● What you have to do:
Pictures stay out of the copy; restate everything else in the material exactly.
========================================================================
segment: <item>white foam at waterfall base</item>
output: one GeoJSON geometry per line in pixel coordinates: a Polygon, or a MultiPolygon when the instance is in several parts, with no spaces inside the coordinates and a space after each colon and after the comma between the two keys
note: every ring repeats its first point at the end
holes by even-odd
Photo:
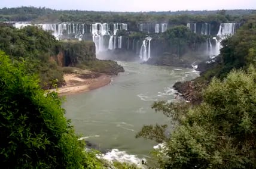
{"type": "Polygon", "coordinates": [[[110,162],[113,161],[118,161],[120,162],[126,162],[128,164],[134,164],[138,167],[146,168],[142,164],[142,160],[146,162],[147,160],[144,158],[139,158],[136,155],[129,155],[125,151],[120,151],[117,149],[113,149],[110,152],[105,154],[102,154],[97,156],[98,158],[106,160],[110,162]]]}

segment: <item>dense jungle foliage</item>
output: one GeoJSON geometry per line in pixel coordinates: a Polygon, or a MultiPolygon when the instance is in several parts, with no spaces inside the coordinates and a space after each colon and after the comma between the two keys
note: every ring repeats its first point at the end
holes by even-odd
{"type": "Polygon", "coordinates": [[[223,42],[220,61],[192,82],[194,87],[199,86],[200,104],[161,101],[153,105],[172,119],[169,126],[145,126],[136,135],[163,143],[153,152],[158,161],[156,167],[255,168],[255,18],[252,16],[223,42]],[[203,86],[206,81],[211,83],[203,86]]]}
{"type": "Polygon", "coordinates": [[[54,59],[61,49],[61,43],[41,29],[0,26],[0,50],[14,61],[26,61],[27,73],[38,74],[43,88],[63,81],[61,69],[54,59]]]}
{"type": "Polygon", "coordinates": [[[54,10],[45,8],[22,7],[0,9],[0,21],[38,22],[190,22],[218,23],[240,20],[243,15],[255,12],[252,10],[217,11],[181,11],[148,12],[95,12],[78,10],[54,10]]]}

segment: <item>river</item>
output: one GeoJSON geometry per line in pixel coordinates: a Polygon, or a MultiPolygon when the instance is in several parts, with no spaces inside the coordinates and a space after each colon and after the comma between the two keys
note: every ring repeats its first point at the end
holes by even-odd
{"type": "Polygon", "coordinates": [[[190,68],[120,62],[125,72],[111,84],[86,93],[67,96],[63,107],[77,133],[103,149],[118,149],[147,158],[156,143],[135,139],[144,125],[167,123],[151,108],[154,101],[175,99],[172,86],[191,80],[199,72],[190,68]]]}

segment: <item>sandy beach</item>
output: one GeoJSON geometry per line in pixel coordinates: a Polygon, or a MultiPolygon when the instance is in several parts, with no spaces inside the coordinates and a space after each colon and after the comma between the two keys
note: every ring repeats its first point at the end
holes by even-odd
{"type": "Polygon", "coordinates": [[[111,82],[111,76],[100,73],[71,73],[65,74],[63,77],[66,85],[56,90],[60,96],[90,91],[104,86],[111,82]]]}

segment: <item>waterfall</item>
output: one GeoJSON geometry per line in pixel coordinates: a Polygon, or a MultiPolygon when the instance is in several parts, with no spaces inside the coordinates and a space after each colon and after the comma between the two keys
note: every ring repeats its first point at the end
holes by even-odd
{"type": "Polygon", "coordinates": [[[163,33],[167,30],[168,24],[167,23],[162,23],[161,24],[161,33],[163,33]]]}
{"type": "Polygon", "coordinates": [[[139,31],[143,32],[143,23],[139,24],[139,31]]]}
{"type": "Polygon", "coordinates": [[[117,48],[117,36],[114,37],[114,49],[117,48]]]}
{"type": "Polygon", "coordinates": [[[156,23],[155,26],[155,33],[159,33],[159,24],[156,23]]]}
{"type": "Polygon", "coordinates": [[[121,49],[122,48],[122,36],[118,36],[118,48],[121,49]]]}
{"type": "Polygon", "coordinates": [[[114,49],[114,42],[113,42],[114,36],[112,35],[110,36],[109,41],[108,42],[108,49],[113,50],[114,49]]]}
{"type": "Polygon", "coordinates": [[[215,40],[215,50],[212,50],[212,56],[218,55],[220,54],[220,49],[221,48],[221,40],[224,39],[226,36],[233,35],[234,34],[236,25],[236,24],[234,23],[221,23],[220,25],[219,30],[217,34],[219,39],[218,39],[216,37],[214,37],[212,38],[212,39],[215,40]]]}
{"type": "Polygon", "coordinates": [[[207,23],[205,23],[205,35],[207,35],[207,23]]]}
{"type": "Polygon", "coordinates": [[[224,39],[227,35],[233,35],[236,28],[236,23],[225,23],[220,25],[219,31],[217,36],[221,39],[224,39]]]}
{"type": "Polygon", "coordinates": [[[135,39],[133,39],[133,40],[132,41],[132,51],[135,51],[135,39]]]}
{"type": "Polygon", "coordinates": [[[189,29],[191,29],[191,27],[190,27],[190,23],[188,23],[187,24],[187,27],[189,29]]]}
{"type": "Polygon", "coordinates": [[[220,54],[220,50],[221,48],[221,40],[218,40],[217,38],[216,37],[212,37],[212,39],[215,40],[215,51],[214,54],[215,55],[218,55],[220,54]]]}
{"type": "Polygon", "coordinates": [[[196,33],[196,23],[194,23],[194,33],[196,33]]]}
{"type": "Polygon", "coordinates": [[[143,40],[139,52],[139,58],[143,61],[147,61],[150,58],[151,40],[151,37],[148,37],[143,40]]]}
{"type": "Polygon", "coordinates": [[[209,55],[210,58],[212,58],[213,56],[216,55],[215,51],[213,51],[212,42],[210,38],[207,38],[206,39],[206,55],[209,55]]]}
========================================================================
● Task output:
segment: <item>white foam at waterfall base</item>
output: one GeoJSON geometry per line in pixel coordinates: a Polygon, or a MultiPolygon when the instance is in several parts, with no spaces inside the coordinates and a space after each colon and after the comma between the two keys
note: every ring repeats its first point at the end
holes by even-odd
Photo:
{"type": "Polygon", "coordinates": [[[110,162],[113,161],[118,161],[120,162],[126,162],[128,164],[134,164],[138,167],[146,168],[142,164],[142,160],[146,162],[147,160],[144,158],[139,158],[136,155],[129,155],[125,151],[120,151],[117,149],[113,149],[110,152],[105,154],[102,154],[97,156],[98,158],[106,160],[110,162]]]}

segment: <item>dense jungle foliage</item>
output: one GeoJSON geometry per line in pixel coordinates: a Polygon, or a MultiPolygon when the instance is in several parts, with no spaces inside the coordinates and a space after each colon and after the comma between the two keys
note: every ring repeats its first point at the end
holes by even-odd
{"type": "Polygon", "coordinates": [[[223,42],[220,61],[192,82],[194,87],[199,86],[200,104],[161,101],[153,105],[172,119],[169,126],[145,126],[136,135],[163,143],[153,152],[158,161],[156,167],[255,168],[255,18],[252,16],[223,42]],[[203,86],[206,81],[211,83],[203,86]]]}
{"type": "Polygon", "coordinates": [[[54,59],[61,49],[61,43],[41,29],[0,26],[0,50],[14,61],[26,61],[27,73],[38,74],[43,88],[63,81],[61,69],[54,59]]]}
{"type": "Polygon", "coordinates": [[[54,10],[45,8],[22,7],[0,9],[0,21],[38,22],[190,22],[218,23],[240,20],[243,15],[255,12],[252,10],[217,11],[181,11],[148,12],[95,12],[78,10],[54,10]]]}

segment: <item>river</item>
output: one GeoJSON geometry per line in pixel coordinates: a Polygon, or a MultiPolygon when the instance is in several parts, with no spaces inside the coordinates and a space after each colon and after the comma between the two keys
note: every ring repeats its first point at the end
holes by even-odd
{"type": "Polygon", "coordinates": [[[190,68],[120,62],[125,72],[111,84],[86,93],[67,96],[63,107],[77,133],[103,149],[118,149],[147,158],[156,143],[135,139],[144,125],[167,123],[151,108],[154,101],[175,99],[172,86],[191,80],[199,72],[190,68]]]}

segment: <item>sandy beach</item>
output: one GeoJSON geometry per line in pixel coordinates: a Polygon, or a MultiPolygon when the instance is in several parts, with no spaces inside the coordinates and a space after each colon and after the comma between the two keys
note: every ring repeats its first point at the end
holes by even-odd
{"type": "Polygon", "coordinates": [[[111,82],[111,76],[100,73],[71,73],[65,74],[63,77],[66,85],[56,90],[60,96],[90,91],[104,86],[111,82]]]}

segment: <item>waterfall</item>
output: one GeoJSON geometry per line in pixel coordinates: a Polygon, or a MultiPolygon when the instance is in several parts, with no spaces inside the coordinates and a space after each colon and after the comma between the two keys
note: every ring repeats its first point at the end
holes by even-odd
{"type": "Polygon", "coordinates": [[[163,33],[167,30],[168,24],[167,23],[162,23],[161,24],[161,33],[163,33]]]}
{"type": "Polygon", "coordinates": [[[139,31],[143,32],[143,23],[139,24],[139,31]]]}
{"type": "Polygon", "coordinates": [[[117,48],[117,36],[114,37],[114,49],[117,48]]]}
{"type": "Polygon", "coordinates": [[[156,23],[155,26],[155,33],[159,33],[159,24],[156,23]]]}
{"type": "Polygon", "coordinates": [[[121,49],[122,48],[122,36],[118,36],[118,48],[121,49]]]}
{"type": "Polygon", "coordinates": [[[114,49],[114,42],[113,42],[114,36],[112,35],[110,36],[109,41],[108,42],[108,49],[113,50],[114,49]]]}
{"type": "Polygon", "coordinates": [[[215,40],[215,50],[212,50],[212,56],[218,55],[220,54],[220,49],[221,48],[221,40],[224,39],[226,36],[233,35],[234,34],[236,25],[236,24],[234,23],[221,23],[220,25],[219,30],[217,34],[219,39],[218,39],[216,37],[214,37],[212,38],[212,39],[215,40]]]}
{"type": "Polygon", "coordinates": [[[207,23],[205,23],[205,35],[207,35],[207,23]]]}
{"type": "Polygon", "coordinates": [[[224,39],[227,35],[233,35],[236,28],[236,23],[225,23],[220,25],[219,31],[217,36],[221,39],[224,39]]]}
{"type": "Polygon", "coordinates": [[[135,39],[133,39],[133,40],[132,41],[132,51],[135,51],[135,39]]]}
{"type": "Polygon", "coordinates": [[[189,29],[191,29],[191,27],[190,27],[190,23],[188,23],[187,24],[187,27],[189,29]]]}
{"type": "Polygon", "coordinates": [[[220,54],[220,50],[221,48],[221,40],[218,40],[217,38],[216,37],[212,37],[212,39],[215,40],[215,51],[214,54],[215,55],[218,55],[220,54]]]}
{"type": "Polygon", "coordinates": [[[196,33],[196,23],[194,23],[194,33],[196,33]]]}
{"type": "Polygon", "coordinates": [[[143,40],[139,52],[139,58],[143,61],[147,61],[150,58],[151,40],[151,37],[148,37],[143,40]]]}
{"type": "Polygon", "coordinates": [[[209,55],[210,58],[212,58],[213,56],[216,55],[215,51],[213,51],[212,42],[210,38],[207,38],[206,39],[206,55],[209,55]]]}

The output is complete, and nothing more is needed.